■ Data rows
* Begin *

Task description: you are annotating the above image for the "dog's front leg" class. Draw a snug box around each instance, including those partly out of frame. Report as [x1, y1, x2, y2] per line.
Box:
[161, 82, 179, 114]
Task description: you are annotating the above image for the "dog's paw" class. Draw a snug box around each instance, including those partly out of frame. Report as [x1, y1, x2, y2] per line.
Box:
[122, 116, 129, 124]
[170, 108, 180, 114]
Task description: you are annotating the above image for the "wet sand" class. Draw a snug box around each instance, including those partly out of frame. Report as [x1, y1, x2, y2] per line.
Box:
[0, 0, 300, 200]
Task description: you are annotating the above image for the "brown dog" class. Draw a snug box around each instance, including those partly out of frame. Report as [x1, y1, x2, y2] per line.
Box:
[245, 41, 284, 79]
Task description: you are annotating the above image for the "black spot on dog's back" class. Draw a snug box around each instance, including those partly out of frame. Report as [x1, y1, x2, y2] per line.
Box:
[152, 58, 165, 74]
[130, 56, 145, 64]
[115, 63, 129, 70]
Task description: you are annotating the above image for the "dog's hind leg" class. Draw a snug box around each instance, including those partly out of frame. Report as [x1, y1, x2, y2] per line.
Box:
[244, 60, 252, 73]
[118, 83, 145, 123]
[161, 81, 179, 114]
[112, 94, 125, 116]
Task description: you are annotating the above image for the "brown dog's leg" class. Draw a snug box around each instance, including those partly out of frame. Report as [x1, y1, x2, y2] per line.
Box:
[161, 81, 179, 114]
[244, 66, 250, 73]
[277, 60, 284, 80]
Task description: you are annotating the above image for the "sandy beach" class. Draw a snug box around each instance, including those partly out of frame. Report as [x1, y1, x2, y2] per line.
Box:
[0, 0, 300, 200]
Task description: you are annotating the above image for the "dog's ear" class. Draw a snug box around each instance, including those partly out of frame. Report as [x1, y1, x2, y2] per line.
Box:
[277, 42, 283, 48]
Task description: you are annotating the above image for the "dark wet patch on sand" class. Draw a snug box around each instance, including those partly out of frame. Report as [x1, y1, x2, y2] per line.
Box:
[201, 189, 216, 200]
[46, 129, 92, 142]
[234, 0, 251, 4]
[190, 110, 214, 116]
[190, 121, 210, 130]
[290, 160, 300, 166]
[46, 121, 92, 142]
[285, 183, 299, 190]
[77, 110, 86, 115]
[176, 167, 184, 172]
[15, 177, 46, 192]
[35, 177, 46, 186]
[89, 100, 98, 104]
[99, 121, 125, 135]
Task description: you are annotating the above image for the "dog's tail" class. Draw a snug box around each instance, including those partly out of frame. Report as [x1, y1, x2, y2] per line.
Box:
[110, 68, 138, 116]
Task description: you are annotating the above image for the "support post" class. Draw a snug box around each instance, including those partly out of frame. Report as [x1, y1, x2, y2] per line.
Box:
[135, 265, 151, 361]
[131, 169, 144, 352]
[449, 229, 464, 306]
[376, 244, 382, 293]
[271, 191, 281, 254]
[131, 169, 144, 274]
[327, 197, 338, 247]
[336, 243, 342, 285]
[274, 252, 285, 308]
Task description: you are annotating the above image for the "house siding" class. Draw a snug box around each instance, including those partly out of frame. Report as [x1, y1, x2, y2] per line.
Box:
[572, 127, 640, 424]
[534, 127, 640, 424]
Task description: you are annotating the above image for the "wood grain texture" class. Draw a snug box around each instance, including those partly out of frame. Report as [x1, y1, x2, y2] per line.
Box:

* End *

Copy out every item above word for word, keeping each line unchanged.

■ Correct output
Task description: you are annotating the above image for the "dog's front leg" class. Draw a snug box around each instance, including those partly out of frame. Report as [x1, y1, x2, y2] per line.
Box:
[161, 82, 179, 114]
Task description: you are annotating the above image for the "dog's paw" class. Draw a snug box around each instance, including those partly out of frame. Report as [x1, y1, x2, y2] per line.
Box:
[122, 116, 129, 124]
[170, 108, 180, 114]
Task description: you are annotating the above image for the "wet sand" class. Draw a snug box around each instance, including those partly out of frame. Report as [x1, y1, x2, y2] per line.
Box:
[0, 0, 300, 200]
Task description: you are annotating the above image for the "brown dog" class. Draw a snug box around each instance, including those partly out of frame. Report as [x1, y1, x2, y2] per line.
Box:
[245, 41, 284, 79]
Task description: you are annotating the above image for the "black spot on dog's back" class. Draw a snug box around each instance, including those partly out of frame. Report as [x1, y1, x2, y2] per line.
Box:
[152, 58, 165, 74]
[130, 56, 145, 64]
[115, 63, 129, 70]
Task description: you are annotating the above image for the "dog's hind leg" class. Draw a snug box around each instance, including those partly out of frame. Report as [x1, y1, x2, y2] per line.
Box:
[244, 60, 252, 73]
[118, 83, 145, 123]
[161, 81, 179, 114]
[112, 94, 125, 116]
Task description: you are annotating the above image for the "brown dog's leg" class. Draw a snug box around each instance, including those partly out of frame. Report as [x1, y1, x2, y2] per line.
Box:
[161, 81, 179, 114]
[244, 66, 250, 73]
[277, 60, 284, 80]
Task description: you are annotating the above image for the "sandy beach" class. Draw a snug box around each instance, including those partly out of frame. Report as [x1, y1, x2, y2] per line.
Box:
[0, 0, 300, 200]
Task description: you are annotating the above image for the "dog's ear" class. Draw a snug box around each instance, including those partly out of frame. Report as [x1, y1, x2, y2] per line.
Box:
[277, 42, 283, 48]
Task description: you are annotating the above image for the "dark wet patch on sand" class. Draw a snug box around each instance, including those partly out of frame. Report as [x1, y1, x2, y2] per line.
Box:
[201, 189, 216, 200]
[46, 129, 92, 142]
[234, 0, 251, 4]
[190, 110, 214, 116]
[190, 121, 210, 130]
[290, 160, 300, 166]
[46, 121, 92, 142]
[285, 183, 299, 190]
[77, 110, 86, 115]
[176, 167, 184, 172]
[15, 177, 46, 192]
[35, 177, 46, 186]
[89, 100, 98, 104]
[99, 121, 125, 135]
Task description: you are annotating the above image for the "dog's tail" class. Draw a snug box around each instance, including those partly out of frame. Report as [x1, y1, x2, y2] per line.
Box:
[110, 68, 138, 116]
Task description: you are annotating the above image for the "support post" class. Draw a snug box around each instance, including those partly out of frame. Report as [x1, y1, x2, y2] per line.
Box:
[135, 265, 151, 361]
[131, 169, 144, 352]
[449, 229, 464, 306]
[376, 244, 382, 293]
[271, 191, 281, 254]
[131, 169, 144, 274]
[327, 197, 338, 247]
[336, 243, 342, 285]
[274, 252, 285, 308]
Task description: you are annotating the above image for the "house siding" class. Draw a snug box around each instance, including those partly out of frame. Report as [x1, y1, x2, y2] per line.
Box:
[572, 127, 640, 424]
[534, 127, 640, 424]
Task description: you are annotating the above image for the "wood grain texture" class. Draw a snug box around each instance, including those partly out of frame. Report as [x1, y1, x2, y2] per line.
Box:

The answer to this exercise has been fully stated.